PROMPT =>
Please copy the lines of the listing from the line with "Readme: the locator spots each instance of the metal" up to and including its last line, with the requests as well, but scale every point coordinate in the answers by 2, rounding to whole numbers with halves going up. Give only those lines.

--- GIVEN RECORDS ---

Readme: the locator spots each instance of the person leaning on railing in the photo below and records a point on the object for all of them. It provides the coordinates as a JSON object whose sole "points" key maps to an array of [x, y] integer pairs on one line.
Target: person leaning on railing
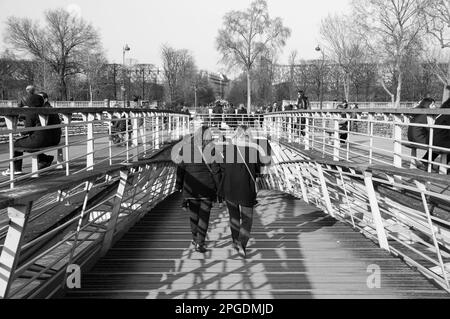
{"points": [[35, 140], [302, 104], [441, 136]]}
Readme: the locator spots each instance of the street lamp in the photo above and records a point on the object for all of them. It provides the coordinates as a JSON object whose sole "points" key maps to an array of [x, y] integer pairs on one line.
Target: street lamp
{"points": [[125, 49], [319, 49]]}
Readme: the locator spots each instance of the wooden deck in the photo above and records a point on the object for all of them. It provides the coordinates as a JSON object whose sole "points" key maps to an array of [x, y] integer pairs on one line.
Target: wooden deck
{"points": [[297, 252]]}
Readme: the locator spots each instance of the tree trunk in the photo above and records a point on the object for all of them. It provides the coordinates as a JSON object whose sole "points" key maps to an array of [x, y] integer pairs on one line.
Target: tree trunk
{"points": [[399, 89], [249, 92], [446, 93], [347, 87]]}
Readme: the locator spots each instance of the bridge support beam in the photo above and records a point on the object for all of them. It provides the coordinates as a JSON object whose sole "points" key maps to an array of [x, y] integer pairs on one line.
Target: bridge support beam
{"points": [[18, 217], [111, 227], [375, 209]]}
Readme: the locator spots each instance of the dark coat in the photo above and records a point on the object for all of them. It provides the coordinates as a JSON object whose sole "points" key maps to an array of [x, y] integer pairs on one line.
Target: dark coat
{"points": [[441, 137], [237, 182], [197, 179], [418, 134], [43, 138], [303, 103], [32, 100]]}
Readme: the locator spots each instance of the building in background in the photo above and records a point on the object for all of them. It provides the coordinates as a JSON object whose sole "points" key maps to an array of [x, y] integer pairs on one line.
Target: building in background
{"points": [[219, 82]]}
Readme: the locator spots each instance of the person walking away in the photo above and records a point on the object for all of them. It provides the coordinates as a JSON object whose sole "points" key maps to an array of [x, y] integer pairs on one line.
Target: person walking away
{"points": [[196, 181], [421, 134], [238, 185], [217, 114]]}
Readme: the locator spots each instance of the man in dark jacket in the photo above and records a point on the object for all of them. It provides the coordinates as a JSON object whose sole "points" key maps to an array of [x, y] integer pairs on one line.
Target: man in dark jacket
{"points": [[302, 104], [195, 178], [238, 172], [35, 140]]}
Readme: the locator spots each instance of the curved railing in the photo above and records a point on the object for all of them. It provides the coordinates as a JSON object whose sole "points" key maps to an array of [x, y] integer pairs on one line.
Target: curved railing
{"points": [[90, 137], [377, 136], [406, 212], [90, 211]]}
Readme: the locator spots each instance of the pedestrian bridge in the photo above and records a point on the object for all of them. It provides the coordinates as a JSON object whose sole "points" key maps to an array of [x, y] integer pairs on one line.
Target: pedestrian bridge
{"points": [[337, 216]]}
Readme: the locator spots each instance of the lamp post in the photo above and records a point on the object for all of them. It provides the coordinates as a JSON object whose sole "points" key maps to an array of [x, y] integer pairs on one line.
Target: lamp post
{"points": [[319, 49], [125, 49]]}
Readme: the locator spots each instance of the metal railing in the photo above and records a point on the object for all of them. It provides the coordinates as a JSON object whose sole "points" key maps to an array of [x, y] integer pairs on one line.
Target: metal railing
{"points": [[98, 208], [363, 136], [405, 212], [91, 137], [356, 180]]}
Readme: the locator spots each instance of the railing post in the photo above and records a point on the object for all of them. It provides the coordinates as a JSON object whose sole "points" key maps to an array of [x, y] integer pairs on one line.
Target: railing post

---

FINAL ANSWER =>
Readme: the locator spots each instance of the metal railing in the photo above and records a point on the object for all of them. It provides the coordinates as a JSON object whose sole "points" key maps to an array of [x, y] integer pairs on one line.
Target: metal railing
{"points": [[196, 416], [726, 272], [810, 424], [182, 274], [712, 360]]}
Readme: the locator spots each instance of the railing post in the photo above and records a point on the object for all of them. It provides the coordinates as a JSON object whose sole "points" key maps to an array of [x, y] integer pairs on one line.
Target: railing post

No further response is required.